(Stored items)

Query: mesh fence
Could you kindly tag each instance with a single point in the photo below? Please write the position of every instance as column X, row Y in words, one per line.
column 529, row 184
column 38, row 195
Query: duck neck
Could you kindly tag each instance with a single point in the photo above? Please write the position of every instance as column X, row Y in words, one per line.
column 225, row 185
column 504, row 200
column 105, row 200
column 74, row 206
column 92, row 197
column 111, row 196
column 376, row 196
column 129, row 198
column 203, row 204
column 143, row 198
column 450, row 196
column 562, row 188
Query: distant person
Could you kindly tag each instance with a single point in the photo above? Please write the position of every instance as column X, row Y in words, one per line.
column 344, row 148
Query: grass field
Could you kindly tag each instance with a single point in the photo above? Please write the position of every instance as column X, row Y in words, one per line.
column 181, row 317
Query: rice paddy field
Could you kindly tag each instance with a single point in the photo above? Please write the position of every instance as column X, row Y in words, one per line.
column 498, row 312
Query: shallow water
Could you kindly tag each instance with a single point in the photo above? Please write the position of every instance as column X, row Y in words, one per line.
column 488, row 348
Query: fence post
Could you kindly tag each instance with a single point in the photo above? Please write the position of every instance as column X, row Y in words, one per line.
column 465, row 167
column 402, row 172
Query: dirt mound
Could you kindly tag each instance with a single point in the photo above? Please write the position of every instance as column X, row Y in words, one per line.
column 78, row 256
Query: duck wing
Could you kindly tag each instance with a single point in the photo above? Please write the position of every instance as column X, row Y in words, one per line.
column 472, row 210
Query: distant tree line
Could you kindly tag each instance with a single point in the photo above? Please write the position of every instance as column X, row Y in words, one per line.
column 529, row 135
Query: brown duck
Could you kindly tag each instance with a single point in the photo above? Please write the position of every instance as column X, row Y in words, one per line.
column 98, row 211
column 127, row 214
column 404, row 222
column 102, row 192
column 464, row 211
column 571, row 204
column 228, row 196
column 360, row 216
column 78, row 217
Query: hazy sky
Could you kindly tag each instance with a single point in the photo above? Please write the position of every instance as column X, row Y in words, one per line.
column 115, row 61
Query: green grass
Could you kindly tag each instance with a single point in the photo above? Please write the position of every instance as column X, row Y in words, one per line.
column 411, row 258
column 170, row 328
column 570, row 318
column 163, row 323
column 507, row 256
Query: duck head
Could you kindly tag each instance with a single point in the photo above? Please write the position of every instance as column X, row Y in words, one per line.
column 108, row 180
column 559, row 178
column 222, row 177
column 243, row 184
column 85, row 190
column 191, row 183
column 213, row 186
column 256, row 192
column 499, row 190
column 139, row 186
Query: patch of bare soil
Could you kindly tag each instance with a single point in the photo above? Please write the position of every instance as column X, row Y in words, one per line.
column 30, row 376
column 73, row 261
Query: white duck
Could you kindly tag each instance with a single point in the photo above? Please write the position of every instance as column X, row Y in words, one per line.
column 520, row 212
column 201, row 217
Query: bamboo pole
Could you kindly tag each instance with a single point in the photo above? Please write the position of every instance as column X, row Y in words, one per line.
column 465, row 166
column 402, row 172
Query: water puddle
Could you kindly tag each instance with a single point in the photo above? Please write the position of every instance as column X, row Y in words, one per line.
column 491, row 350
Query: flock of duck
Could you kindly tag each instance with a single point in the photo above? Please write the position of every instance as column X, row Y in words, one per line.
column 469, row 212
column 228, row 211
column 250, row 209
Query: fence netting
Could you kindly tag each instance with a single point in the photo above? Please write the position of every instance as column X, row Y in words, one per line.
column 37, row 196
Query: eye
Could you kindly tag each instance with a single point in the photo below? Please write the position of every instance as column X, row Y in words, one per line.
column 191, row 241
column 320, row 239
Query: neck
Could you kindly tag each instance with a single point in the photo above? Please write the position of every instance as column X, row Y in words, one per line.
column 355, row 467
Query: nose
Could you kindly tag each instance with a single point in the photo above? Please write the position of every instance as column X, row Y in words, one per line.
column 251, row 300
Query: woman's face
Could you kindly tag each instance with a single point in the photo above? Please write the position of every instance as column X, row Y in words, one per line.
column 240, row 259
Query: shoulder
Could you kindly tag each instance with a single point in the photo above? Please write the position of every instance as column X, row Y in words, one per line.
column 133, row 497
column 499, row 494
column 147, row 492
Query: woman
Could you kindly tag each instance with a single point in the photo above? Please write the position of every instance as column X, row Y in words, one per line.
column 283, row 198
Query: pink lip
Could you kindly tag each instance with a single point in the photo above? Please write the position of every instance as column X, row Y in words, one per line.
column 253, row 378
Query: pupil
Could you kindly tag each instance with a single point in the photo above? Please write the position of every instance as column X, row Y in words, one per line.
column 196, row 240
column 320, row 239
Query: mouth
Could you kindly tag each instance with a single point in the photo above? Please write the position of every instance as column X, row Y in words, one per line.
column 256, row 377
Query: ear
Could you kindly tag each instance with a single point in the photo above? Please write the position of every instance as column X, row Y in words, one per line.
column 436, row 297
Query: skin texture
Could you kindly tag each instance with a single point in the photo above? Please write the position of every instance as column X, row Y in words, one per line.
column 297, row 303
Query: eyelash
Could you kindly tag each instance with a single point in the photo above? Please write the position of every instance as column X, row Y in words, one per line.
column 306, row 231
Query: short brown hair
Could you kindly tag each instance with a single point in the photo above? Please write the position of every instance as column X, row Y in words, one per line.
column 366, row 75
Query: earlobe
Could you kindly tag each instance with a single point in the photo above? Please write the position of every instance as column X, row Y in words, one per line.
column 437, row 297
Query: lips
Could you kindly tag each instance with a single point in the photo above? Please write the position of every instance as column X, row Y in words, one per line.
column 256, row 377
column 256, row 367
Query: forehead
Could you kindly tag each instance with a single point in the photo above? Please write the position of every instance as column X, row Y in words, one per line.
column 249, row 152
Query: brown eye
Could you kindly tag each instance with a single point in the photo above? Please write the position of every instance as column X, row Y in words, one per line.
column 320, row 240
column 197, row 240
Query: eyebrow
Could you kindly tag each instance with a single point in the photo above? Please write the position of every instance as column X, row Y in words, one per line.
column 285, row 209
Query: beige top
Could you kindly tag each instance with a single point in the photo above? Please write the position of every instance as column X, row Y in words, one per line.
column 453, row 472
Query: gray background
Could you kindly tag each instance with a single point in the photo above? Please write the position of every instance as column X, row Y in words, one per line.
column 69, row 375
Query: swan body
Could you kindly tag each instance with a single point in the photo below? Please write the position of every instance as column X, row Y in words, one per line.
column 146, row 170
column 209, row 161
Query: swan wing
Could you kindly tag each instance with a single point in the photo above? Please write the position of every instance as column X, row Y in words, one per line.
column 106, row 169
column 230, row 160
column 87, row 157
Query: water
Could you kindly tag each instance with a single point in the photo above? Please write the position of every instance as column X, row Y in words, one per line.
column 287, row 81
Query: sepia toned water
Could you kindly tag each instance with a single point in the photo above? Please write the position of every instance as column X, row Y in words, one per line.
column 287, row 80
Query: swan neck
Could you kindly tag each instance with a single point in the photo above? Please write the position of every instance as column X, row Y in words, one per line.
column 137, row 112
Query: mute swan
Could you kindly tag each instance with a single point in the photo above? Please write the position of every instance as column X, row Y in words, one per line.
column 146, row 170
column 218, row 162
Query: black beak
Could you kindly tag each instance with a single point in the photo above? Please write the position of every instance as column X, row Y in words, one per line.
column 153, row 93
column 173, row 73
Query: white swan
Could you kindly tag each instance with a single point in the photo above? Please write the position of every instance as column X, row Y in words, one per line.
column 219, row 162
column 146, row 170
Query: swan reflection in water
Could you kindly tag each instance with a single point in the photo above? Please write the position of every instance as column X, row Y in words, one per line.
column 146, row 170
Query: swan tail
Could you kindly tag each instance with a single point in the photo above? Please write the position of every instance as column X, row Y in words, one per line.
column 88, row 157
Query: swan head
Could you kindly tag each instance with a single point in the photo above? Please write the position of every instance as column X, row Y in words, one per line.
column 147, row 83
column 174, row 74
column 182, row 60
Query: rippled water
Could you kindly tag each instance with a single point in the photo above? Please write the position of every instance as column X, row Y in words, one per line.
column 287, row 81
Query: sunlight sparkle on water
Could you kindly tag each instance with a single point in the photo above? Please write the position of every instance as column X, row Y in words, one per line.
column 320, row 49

→ Job
Copy the lines of the records above without any changes, from the line with "Query: bamboo pole" to the line with "column 491, row 350", including both of those lines.

→ Result of this exercise
Query: bamboo pole
Could you kindly tag each instance with a single point in the photo above? Please write the position of every instance as column X, row Y in words, one per line.
column 465, row 166
column 402, row 172
Query: water puddle
Could you kindly tag each instance with a single point in the photo above? Please write the position of every instance as column X, row Y in words, one per line.
column 491, row 350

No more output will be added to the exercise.